▸ **TASK**: An exact copy of all entries is the expected answer.

▸ **THE RECORDS**:
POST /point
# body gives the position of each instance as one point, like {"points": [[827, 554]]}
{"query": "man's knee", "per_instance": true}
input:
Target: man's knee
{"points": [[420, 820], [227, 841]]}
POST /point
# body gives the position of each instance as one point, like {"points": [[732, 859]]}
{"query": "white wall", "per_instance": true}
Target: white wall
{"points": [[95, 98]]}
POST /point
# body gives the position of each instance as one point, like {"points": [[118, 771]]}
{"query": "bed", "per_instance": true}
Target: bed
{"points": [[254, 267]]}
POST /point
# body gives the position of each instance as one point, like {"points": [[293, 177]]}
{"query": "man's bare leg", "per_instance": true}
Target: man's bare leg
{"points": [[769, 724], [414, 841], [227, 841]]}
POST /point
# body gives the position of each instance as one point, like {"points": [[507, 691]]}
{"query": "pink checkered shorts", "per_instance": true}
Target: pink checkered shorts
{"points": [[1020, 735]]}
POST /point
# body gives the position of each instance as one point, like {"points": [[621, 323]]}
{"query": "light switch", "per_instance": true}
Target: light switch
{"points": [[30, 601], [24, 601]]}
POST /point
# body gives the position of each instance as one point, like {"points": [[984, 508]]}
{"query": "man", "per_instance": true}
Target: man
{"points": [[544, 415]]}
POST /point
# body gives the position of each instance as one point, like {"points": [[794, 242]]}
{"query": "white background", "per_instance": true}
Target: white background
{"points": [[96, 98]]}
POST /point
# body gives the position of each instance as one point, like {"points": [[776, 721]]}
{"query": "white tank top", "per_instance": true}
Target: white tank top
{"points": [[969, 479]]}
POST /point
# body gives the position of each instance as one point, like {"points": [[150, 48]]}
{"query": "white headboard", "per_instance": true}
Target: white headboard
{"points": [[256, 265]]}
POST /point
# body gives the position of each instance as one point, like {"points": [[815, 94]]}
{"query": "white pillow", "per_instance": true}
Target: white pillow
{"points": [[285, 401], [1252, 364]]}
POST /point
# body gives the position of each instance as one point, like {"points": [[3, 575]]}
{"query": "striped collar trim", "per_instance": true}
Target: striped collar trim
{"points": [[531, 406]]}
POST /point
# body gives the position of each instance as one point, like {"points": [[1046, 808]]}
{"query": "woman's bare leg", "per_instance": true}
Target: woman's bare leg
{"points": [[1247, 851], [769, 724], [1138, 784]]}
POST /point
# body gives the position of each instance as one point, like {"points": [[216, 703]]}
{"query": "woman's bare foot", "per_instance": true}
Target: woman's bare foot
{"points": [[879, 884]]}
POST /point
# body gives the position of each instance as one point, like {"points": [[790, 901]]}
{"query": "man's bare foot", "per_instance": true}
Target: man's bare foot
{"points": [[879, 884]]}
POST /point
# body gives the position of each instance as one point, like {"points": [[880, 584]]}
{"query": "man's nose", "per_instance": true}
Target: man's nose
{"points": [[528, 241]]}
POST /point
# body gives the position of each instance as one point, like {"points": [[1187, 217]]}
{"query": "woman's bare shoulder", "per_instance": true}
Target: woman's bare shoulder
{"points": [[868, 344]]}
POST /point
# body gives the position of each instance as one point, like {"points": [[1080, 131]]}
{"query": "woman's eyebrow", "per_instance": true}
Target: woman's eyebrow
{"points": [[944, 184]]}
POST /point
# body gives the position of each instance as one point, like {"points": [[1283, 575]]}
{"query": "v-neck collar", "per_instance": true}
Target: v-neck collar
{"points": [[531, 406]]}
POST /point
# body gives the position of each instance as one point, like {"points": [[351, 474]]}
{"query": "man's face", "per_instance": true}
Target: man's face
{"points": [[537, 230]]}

▸ **REPLY TO THE TASK**:
POST /point
# body gives the position of each instance as one point, like {"points": [[827, 554]]}
{"query": "man's knee", "per_instance": true}
input:
Target: man's knee
{"points": [[420, 820], [227, 841]]}
POST /point
# body gives the position of each instance as one point, like {"points": [[732, 859]]}
{"query": "white wall", "per_instance": true}
Target: white wall
{"points": [[95, 98]]}
POST /point
# body gives the position of each instance as one point, like {"points": [[118, 771]]}
{"query": "bed", "per_instance": true}
Target: bed
{"points": [[254, 267]]}
POST /point
# body gives the position of each instance as one point, like {"points": [[293, 177]]}
{"query": "man's bare leg", "per_instance": true}
Target: man's bare leg
{"points": [[769, 724], [414, 841], [227, 841]]}
POST /point
# body gives the position of each instance as one point, like {"points": [[507, 691]]}
{"query": "pink checkered shorts", "per_instance": true}
Target: pink checkered shorts
{"points": [[1020, 735]]}
POST /point
# body gives the position of each instance as one point, like {"points": [[621, 323]]}
{"query": "light switch", "per_instance": true}
Target: light switch
{"points": [[30, 601], [24, 601]]}
POST /point
# body gives the position of each instance as one point, like {"points": [[984, 508]]}
{"query": "man", "per_instance": true}
Target: man
{"points": [[544, 415]]}
POST /point
# body gives the position of each instance as one point, like {"points": [[794, 242]]}
{"query": "white background", "per_instance": true}
Target: white background
{"points": [[96, 98]]}
POST /point
# body gives the position of each instance as one point, like {"points": [[776, 721]]}
{"query": "white tank top", "per_instance": true}
Target: white tank top
{"points": [[969, 479]]}
POST /point
# body gives the position of each instance as one point, like {"points": [[150, 48]]}
{"query": "white headboard", "per_instance": true}
Target: white headboard
{"points": [[256, 265]]}
POST /point
# body gives the position of each instance as one point, like {"points": [[815, 94]]}
{"query": "white pillow", "per_instance": true}
Target: white pillow
{"points": [[285, 401], [1252, 364]]}
POST /point
# body gives the position of each instance as one point, like {"points": [[3, 575]]}
{"query": "striped collar trim", "per_instance": true}
Target: striped collar trim
{"points": [[531, 406]]}
POST /point
# body gives the position of each instance as one point, like {"points": [[1046, 808]]}
{"query": "woman's bare leg", "per_instance": true}
Target: woman's bare leg
{"points": [[1247, 851], [769, 724], [1138, 784]]}
POST /point
# body gives the position of each instance as one point, like {"points": [[216, 703]]}
{"query": "woman's bare foot", "per_instance": true}
Target: woman's bare foot
{"points": [[879, 884]]}
POST /point
# body gives the position of each instance as one point, like {"points": [[790, 901]]}
{"query": "man's bare foot", "per_instance": true}
Target: man's bare foot
{"points": [[879, 884]]}
POST /point
# body gives the position of each instance as one point, like {"points": [[880, 584]]}
{"query": "man's nose", "per_instance": true}
Target: man's nose
{"points": [[528, 241]]}
POST /point
# body gives the position of each instance as one point, like {"points": [[1187, 217]]}
{"query": "woman's bare shoulder", "per_instance": true}
Target: woman's bare shoulder
{"points": [[868, 344]]}
POST /point
# body gives the position of each instance as one point, like {"points": [[1080, 131]]}
{"query": "woman's eyebrow", "per_instance": true}
Target: woman's eyebrow
{"points": [[944, 184]]}
POST /point
# body gives the position of each instance as one point, like {"points": [[1283, 575]]}
{"query": "v-neck collar", "per_instance": true}
Target: v-neck collar
{"points": [[531, 406]]}
POST /point
# body gives the position of each instance as one point, like {"points": [[351, 474]]}
{"query": "man's face", "per_instance": true}
Target: man's face
{"points": [[537, 230]]}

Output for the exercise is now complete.